▶

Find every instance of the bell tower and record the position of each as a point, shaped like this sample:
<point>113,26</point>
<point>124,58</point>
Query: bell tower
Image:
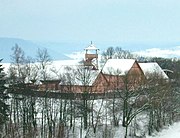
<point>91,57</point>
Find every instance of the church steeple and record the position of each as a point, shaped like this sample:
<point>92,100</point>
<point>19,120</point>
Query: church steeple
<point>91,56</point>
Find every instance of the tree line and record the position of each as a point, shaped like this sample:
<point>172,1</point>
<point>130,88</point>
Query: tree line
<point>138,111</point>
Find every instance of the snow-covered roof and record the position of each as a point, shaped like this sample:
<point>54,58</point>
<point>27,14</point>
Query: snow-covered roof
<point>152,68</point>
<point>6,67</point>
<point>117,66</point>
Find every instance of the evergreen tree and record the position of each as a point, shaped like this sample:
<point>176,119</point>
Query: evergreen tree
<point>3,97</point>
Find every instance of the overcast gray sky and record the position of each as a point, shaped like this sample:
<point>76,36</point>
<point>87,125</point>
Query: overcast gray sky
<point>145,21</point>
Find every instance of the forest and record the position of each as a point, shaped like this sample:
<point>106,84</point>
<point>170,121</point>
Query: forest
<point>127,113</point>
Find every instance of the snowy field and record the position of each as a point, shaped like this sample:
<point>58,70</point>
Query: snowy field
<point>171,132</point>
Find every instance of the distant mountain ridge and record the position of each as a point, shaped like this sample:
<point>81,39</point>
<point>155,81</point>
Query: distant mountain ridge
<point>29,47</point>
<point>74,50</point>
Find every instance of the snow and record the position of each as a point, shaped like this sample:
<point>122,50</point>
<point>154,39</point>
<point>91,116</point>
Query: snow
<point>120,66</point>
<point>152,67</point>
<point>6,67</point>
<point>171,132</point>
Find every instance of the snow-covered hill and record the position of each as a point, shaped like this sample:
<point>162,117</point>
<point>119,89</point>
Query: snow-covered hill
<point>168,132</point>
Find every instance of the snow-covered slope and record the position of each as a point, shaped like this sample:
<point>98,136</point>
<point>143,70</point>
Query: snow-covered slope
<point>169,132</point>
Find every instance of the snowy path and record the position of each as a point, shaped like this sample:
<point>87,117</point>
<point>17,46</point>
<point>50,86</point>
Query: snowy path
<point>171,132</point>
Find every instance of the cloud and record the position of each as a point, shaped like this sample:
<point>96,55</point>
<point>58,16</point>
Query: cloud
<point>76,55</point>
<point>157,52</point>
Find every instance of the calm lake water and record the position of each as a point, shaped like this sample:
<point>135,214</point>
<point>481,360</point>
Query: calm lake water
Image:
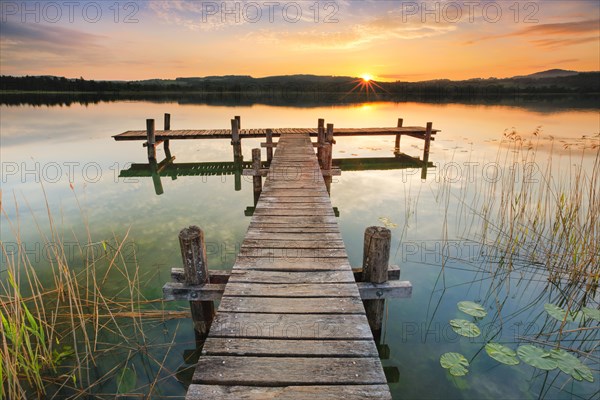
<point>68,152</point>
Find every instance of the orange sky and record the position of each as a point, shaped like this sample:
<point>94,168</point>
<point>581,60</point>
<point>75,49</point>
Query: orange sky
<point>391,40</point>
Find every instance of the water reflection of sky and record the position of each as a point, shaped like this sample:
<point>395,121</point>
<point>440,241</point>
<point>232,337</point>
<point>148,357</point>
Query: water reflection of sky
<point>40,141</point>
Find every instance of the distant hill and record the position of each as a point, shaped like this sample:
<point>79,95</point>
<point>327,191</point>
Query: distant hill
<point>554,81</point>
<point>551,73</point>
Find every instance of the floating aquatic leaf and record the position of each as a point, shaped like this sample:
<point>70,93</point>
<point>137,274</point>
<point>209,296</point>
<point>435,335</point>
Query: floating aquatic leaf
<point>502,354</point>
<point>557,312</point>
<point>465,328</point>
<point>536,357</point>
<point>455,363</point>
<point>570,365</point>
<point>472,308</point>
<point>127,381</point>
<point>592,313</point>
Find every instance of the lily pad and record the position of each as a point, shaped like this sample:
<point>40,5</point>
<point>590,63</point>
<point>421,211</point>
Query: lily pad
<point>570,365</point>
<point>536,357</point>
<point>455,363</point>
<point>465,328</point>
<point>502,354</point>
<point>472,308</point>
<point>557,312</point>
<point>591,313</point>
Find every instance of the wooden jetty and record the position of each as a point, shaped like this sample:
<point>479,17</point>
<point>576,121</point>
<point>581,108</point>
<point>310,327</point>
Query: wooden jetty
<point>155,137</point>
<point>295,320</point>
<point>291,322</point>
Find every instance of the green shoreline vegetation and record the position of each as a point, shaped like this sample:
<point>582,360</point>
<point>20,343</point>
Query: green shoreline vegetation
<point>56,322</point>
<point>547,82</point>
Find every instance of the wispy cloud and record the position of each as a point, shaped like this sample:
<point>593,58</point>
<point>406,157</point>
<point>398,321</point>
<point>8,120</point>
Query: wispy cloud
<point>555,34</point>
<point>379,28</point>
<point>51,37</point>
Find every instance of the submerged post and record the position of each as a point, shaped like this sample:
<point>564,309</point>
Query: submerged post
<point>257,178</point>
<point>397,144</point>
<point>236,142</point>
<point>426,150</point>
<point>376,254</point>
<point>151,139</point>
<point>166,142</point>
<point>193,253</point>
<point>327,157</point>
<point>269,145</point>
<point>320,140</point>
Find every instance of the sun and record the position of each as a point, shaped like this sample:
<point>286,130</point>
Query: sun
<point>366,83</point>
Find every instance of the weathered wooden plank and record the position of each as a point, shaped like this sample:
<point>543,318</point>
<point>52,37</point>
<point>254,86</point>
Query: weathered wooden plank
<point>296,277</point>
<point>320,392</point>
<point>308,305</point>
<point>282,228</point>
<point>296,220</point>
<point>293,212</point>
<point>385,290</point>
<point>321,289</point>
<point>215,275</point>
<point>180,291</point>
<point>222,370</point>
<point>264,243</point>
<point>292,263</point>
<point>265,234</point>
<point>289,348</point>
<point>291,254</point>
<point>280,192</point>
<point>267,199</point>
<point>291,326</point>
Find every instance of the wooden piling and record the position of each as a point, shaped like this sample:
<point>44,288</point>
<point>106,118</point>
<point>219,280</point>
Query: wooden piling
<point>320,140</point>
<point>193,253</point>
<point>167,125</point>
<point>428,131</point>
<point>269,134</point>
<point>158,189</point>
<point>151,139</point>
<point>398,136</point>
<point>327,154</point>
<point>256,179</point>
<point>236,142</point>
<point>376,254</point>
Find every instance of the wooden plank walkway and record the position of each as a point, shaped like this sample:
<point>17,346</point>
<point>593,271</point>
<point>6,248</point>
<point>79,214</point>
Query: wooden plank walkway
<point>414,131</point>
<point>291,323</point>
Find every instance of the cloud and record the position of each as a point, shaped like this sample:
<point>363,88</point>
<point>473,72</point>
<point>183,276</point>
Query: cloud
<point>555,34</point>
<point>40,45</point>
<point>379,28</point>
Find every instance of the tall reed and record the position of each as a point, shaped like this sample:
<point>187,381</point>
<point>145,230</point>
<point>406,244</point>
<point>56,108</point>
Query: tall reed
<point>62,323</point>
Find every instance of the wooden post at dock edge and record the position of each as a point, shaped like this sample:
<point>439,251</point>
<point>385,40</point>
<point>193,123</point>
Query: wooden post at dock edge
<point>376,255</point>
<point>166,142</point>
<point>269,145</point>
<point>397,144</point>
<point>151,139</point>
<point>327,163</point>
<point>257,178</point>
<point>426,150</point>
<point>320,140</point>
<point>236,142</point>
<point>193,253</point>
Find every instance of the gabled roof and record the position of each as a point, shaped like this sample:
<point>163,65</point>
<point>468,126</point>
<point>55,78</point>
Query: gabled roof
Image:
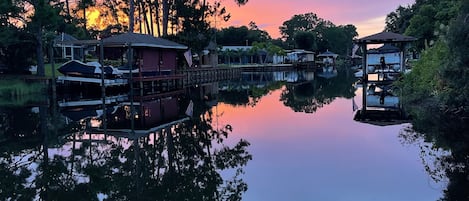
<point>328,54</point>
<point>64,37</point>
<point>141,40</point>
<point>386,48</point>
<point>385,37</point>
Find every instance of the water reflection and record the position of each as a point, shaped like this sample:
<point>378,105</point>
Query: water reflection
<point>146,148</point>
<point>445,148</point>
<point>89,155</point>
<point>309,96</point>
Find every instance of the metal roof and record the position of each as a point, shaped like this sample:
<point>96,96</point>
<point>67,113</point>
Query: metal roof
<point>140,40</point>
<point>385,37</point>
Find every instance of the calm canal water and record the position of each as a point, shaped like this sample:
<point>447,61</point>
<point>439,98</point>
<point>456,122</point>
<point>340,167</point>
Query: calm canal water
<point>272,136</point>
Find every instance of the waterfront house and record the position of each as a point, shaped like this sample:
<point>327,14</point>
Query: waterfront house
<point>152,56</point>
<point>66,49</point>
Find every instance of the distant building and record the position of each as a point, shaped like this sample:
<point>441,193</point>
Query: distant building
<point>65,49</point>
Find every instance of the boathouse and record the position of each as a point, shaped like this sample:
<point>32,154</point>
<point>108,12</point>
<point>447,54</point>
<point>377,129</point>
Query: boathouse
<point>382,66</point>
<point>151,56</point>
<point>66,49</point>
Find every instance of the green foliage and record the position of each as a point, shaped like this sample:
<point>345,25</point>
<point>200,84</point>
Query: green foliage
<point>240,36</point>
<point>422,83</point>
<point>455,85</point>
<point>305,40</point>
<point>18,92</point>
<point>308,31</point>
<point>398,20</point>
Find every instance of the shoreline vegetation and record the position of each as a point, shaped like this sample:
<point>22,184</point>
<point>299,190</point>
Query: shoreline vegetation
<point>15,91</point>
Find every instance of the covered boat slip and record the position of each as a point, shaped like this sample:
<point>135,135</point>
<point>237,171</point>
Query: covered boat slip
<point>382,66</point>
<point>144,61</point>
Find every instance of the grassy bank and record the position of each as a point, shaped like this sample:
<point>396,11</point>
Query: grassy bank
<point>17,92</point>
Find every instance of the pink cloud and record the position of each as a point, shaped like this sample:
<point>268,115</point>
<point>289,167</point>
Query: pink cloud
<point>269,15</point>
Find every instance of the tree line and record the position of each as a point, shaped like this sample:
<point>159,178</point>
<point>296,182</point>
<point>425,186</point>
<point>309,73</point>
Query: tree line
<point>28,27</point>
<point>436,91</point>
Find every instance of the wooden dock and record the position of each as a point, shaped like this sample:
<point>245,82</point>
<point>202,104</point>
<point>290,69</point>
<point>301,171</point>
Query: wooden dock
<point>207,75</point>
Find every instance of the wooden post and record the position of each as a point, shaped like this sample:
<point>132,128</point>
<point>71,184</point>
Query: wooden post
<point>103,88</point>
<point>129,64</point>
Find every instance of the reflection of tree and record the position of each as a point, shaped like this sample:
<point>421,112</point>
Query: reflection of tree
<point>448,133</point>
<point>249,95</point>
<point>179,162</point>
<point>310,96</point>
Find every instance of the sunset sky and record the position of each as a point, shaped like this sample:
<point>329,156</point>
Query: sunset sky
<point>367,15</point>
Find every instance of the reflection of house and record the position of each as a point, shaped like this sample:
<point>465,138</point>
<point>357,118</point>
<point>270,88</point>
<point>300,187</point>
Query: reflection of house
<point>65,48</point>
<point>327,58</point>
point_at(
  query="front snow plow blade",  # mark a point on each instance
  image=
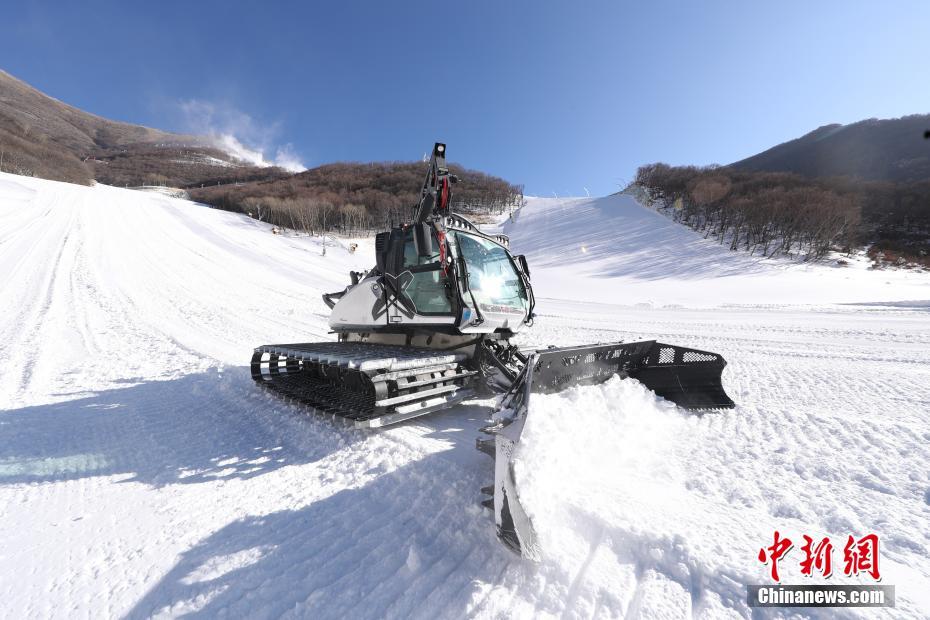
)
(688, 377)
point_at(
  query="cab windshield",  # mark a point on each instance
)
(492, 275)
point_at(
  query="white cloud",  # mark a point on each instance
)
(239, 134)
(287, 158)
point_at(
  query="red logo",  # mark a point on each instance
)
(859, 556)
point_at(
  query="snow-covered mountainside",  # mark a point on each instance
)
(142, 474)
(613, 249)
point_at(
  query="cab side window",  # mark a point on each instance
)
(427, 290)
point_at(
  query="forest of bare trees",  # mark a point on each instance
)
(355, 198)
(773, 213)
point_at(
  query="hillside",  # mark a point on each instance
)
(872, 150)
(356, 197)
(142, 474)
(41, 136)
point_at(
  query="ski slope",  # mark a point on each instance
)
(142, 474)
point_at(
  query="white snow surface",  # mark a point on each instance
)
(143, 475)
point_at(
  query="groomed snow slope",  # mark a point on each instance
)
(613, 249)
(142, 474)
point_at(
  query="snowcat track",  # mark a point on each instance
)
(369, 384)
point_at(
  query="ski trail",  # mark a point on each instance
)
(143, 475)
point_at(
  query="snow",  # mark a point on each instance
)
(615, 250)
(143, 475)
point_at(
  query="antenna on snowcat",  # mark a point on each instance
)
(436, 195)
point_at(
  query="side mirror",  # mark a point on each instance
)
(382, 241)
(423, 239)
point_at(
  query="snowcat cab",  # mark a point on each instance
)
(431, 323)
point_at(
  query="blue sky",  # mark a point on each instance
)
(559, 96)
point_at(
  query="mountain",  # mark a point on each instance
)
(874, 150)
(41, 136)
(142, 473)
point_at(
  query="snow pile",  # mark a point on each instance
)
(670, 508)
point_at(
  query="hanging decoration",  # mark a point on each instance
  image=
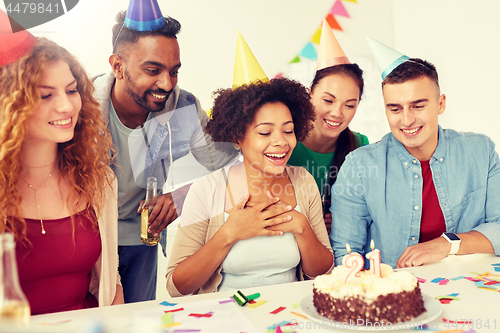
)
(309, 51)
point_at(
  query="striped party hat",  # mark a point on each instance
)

◀

**TASK OBJECTIVE**:
Retype the lines above word for word, from the very first one through the line with "<point>117,66</point>", including both. Leave the pictures out.

**RESPONSE**:
Find every instance of the bell tower and record the position of each as a point, shaped like this sample:
<point>113,26</point>
<point>124,58</point>
Query: bell tower
Image:
<point>91,57</point>
Find every instance of the church steeple and record the position of each as a point, shaped like this sample:
<point>92,100</point>
<point>19,120</point>
Query: church steeple
<point>91,56</point>
Find every instance of the tree line and record the position of each as a point, shaped like this sample:
<point>172,1</point>
<point>130,88</point>
Query: tree line
<point>138,111</point>
Find every instance of the snow-covered roof and record the position of each as a point, shaped like this sample:
<point>54,58</point>
<point>27,14</point>
Query: snow-covered roof
<point>152,68</point>
<point>6,67</point>
<point>117,66</point>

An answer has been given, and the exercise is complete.